**What to do**: Transcribe the line that contains "pixel 558 95" and every line after it to the end of the records, exactly and nothing else. Skip the pictures.
.....
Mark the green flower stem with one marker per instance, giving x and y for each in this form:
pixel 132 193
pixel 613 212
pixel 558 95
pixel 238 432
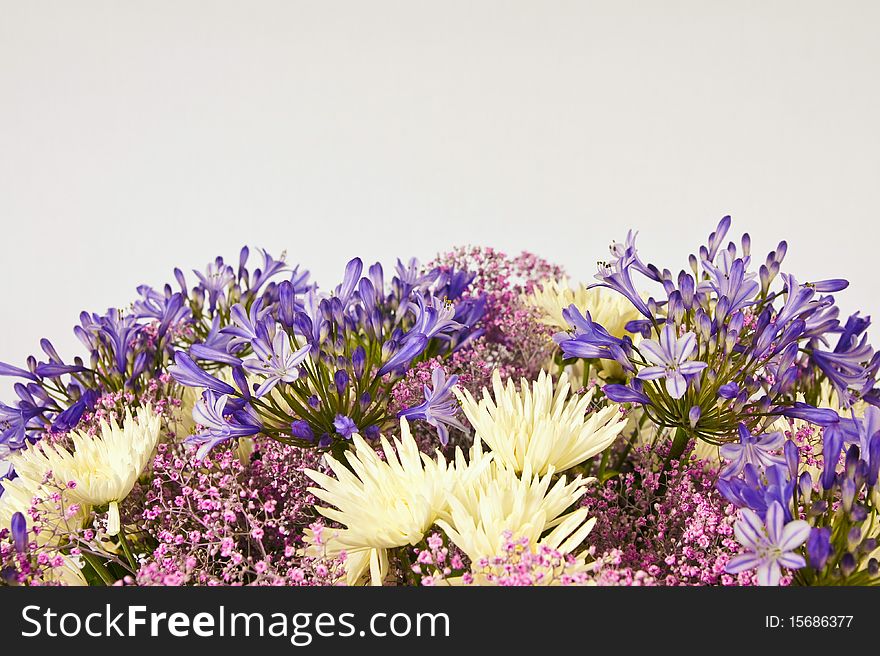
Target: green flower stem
pixel 99 568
.....
**Completed exercise**:
pixel 558 95
pixel 238 432
Target: green flower stem
pixel 99 568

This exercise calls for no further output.